__Task directions__: Revise the lines from the one containing "of the perched" through the one containing "[[347, 445], [828, 357]]" by replacing "integer pairs" with "whole-number pairs", changing nothing else, and return only those lines.

(begin)

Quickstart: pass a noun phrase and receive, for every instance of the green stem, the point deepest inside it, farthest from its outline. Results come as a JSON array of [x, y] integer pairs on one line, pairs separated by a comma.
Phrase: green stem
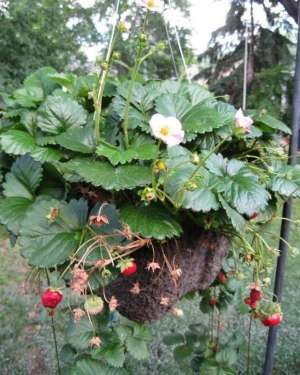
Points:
[[54, 331], [55, 345], [130, 95], [138, 61], [98, 99], [249, 345]]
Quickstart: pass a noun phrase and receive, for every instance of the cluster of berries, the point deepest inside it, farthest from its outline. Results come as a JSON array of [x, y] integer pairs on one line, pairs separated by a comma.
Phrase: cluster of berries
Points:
[[270, 315]]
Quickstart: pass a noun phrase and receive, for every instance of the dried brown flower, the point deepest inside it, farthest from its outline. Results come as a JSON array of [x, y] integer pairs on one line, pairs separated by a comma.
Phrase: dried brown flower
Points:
[[152, 266]]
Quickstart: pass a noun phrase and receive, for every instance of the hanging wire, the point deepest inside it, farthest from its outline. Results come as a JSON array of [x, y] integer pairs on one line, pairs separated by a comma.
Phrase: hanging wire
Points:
[[245, 78], [109, 52], [171, 49], [115, 21], [179, 46]]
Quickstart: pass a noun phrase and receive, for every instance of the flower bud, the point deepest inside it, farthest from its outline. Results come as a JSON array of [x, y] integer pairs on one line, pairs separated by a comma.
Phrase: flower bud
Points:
[[122, 27], [94, 305]]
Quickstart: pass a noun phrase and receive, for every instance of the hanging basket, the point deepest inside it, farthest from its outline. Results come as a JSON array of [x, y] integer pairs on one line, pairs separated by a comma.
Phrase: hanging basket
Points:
[[186, 265]]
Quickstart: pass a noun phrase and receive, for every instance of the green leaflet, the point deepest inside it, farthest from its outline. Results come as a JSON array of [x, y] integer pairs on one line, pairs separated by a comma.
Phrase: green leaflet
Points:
[[286, 181], [110, 178], [56, 115], [152, 221], [13, 211], [47, 243], [202, 119], [87, 366], [113, 353], [201, 198], [140, 150], [24, 178], [239, 186], [172, 105], [269, 123], [18, 142], [81, 139], [20, 186], [237, 220], [29, 96]]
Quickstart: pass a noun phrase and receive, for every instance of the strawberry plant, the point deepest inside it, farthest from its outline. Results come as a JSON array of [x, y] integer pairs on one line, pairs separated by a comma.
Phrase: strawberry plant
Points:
[[129, 194]]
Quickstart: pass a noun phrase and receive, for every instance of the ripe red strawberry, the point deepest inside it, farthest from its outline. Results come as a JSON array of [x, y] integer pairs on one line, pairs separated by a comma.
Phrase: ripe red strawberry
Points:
[[272, 320], [255, 295], [51, 298], [248, 301], [254, 216], [222, 278], [130, 269]]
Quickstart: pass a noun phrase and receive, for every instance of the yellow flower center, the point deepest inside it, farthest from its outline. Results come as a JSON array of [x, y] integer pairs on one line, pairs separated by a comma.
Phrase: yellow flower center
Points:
[[151, 3], [165, 131]]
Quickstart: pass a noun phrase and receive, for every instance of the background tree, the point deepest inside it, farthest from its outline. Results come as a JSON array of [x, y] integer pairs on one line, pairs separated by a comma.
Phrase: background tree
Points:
[[160, 65], [270, 61], [35, 33]]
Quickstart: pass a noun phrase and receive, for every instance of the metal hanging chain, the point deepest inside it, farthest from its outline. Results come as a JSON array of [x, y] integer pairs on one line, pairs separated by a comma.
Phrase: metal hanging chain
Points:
[[245, 78], [287, 212], [180, 47], [171, 49]]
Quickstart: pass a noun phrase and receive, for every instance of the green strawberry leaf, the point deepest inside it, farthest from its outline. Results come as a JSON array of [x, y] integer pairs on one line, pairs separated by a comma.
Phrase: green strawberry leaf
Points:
[[23, 179], [113, 353], [18, 142], [47, 242], [202, 119], [105, 175], [269, 123], [140, 150], [286, 180], [173, 105], [29, 96], [56, 115], [237, 220], [240, 187], [13, 211], [81, 139], [87, 366], [152, 221]]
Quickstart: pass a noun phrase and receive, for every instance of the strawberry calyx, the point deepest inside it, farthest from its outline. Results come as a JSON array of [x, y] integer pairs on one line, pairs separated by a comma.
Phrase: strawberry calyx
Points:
[[127, 266], [51, 298]]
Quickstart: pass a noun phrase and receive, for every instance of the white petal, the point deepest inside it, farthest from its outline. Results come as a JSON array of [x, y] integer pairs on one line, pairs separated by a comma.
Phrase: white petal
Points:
[[173, 124], [175, 139], [239, 114], [156, 123]]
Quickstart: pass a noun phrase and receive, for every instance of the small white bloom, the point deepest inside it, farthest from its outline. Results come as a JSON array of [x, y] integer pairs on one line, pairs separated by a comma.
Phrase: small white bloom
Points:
[[243, 122], [168, 129], [152, 5]]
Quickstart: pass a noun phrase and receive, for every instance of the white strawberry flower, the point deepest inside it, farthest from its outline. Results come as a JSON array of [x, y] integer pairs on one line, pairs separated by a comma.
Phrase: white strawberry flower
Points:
[[168, 129], [243, 122], [152, 5]]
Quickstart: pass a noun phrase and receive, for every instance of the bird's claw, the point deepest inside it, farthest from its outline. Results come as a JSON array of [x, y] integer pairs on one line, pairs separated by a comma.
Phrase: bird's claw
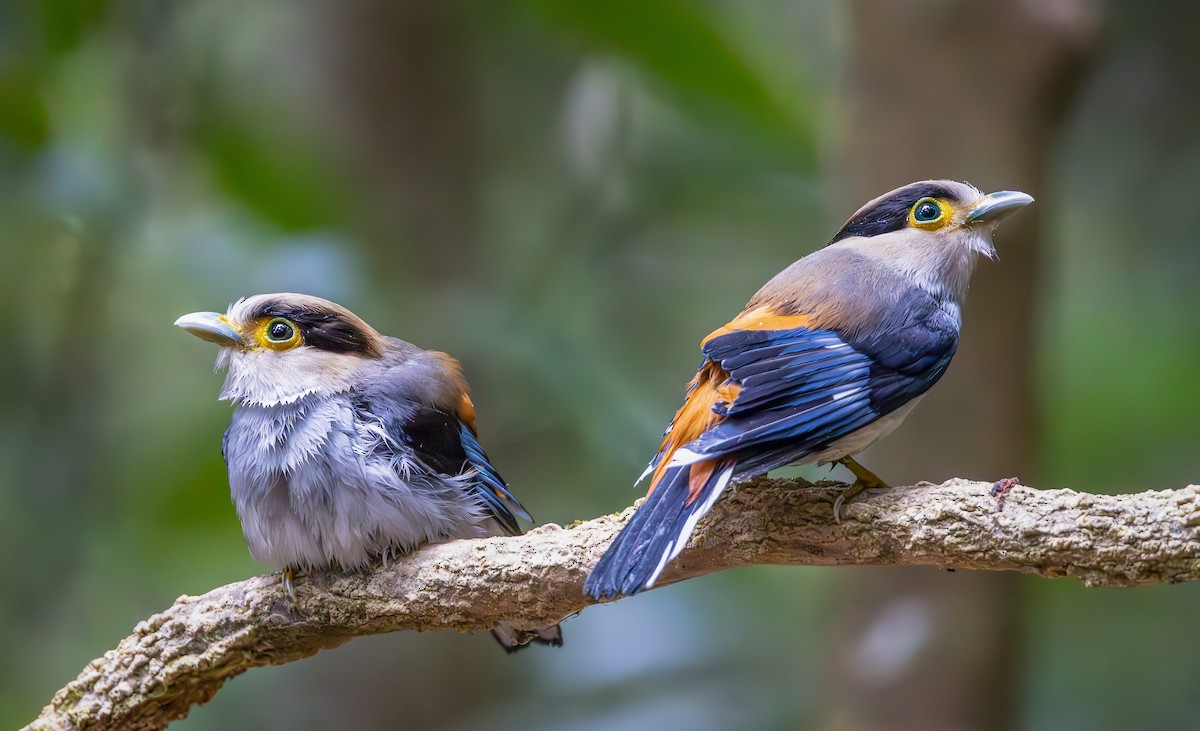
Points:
[[864, 479]]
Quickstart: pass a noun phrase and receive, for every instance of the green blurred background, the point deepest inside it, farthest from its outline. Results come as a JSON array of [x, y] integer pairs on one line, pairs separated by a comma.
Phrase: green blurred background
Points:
[[567, 196]]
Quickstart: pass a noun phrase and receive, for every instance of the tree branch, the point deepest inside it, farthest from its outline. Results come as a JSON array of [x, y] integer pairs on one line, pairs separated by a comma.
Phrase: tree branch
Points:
[[183, 655]]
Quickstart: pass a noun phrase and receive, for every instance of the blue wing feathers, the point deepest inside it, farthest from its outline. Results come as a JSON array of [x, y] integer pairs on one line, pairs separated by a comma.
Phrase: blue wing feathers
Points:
[[491, 486]]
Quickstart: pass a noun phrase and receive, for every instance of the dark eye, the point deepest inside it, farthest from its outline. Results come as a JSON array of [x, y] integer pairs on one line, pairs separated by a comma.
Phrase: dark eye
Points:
[[927, 211], [280, 330]]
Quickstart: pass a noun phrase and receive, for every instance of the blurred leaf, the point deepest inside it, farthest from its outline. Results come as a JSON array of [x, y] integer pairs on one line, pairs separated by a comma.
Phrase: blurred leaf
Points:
[[64, 22], [683, 47], [23, 118], [282, 175]]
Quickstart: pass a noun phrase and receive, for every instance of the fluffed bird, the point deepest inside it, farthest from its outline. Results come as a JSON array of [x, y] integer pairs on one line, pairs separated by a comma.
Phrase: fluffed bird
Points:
[[347, 445], [827, 357]]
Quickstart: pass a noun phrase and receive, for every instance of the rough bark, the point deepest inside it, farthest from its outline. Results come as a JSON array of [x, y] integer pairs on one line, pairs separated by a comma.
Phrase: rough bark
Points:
[[183, 655]]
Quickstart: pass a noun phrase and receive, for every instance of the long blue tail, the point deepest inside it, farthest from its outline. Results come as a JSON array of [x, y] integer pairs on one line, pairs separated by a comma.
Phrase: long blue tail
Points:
[[655, 534]]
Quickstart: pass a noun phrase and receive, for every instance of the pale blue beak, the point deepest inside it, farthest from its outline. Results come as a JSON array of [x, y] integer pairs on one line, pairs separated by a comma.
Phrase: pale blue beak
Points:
[[211, 327], [997, 205]]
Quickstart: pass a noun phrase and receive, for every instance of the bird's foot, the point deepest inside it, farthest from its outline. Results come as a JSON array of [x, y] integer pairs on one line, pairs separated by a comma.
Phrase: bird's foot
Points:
[[288, 575], [864, 479]]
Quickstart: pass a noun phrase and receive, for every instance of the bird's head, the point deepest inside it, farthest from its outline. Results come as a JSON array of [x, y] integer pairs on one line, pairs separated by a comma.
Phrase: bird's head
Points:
[[280, 348], [933, 229]]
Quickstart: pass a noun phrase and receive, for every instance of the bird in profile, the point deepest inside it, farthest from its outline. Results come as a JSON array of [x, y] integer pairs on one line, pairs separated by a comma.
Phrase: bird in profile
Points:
[[828, 357], [347, 445]]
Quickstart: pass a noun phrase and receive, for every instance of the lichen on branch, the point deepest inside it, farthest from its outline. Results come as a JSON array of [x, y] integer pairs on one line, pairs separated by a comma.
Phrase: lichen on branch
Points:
[[183, 655]]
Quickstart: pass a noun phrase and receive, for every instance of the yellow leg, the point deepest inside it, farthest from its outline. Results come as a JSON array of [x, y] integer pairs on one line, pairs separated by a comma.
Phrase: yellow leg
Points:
[[864, 479], [288, 575]]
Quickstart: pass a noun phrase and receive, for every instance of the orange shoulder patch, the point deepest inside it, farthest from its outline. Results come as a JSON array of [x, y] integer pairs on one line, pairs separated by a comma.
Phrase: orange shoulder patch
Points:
[[467, 412], [760, 318]]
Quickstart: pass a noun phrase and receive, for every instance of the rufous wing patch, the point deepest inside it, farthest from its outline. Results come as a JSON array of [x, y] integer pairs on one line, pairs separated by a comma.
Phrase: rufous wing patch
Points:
[[760, 318], [466, 411], [711, 387]]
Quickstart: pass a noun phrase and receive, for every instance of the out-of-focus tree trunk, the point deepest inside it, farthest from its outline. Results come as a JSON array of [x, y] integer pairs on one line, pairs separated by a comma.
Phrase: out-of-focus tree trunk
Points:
[[402, 79], [972, 91]]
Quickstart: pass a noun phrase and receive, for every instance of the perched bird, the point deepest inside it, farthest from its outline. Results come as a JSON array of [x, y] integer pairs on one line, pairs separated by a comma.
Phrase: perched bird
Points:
[[347, 445], [828, 357]]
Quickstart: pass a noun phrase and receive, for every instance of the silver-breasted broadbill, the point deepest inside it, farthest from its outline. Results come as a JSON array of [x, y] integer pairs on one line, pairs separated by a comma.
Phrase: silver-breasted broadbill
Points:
[[828, 357], [347, 445]]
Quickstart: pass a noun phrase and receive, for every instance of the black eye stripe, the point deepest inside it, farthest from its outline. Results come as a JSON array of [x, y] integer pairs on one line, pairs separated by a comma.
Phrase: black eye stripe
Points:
[[892, 213], [319, 328]]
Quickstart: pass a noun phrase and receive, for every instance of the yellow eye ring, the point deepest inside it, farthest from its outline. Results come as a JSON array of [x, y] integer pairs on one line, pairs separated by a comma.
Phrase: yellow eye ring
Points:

(end)

__Response to this task__:
Quickstart: pass a noun phrase and receive, for every instance of the perched bird, the point deepest inside it, farthest from its outline. Results come as a JSON array of [x, y] whole-number pairs on one line, pairs separated by a comma.
Phrase: perched bird
Points:
[[347, 445], [828, 357]]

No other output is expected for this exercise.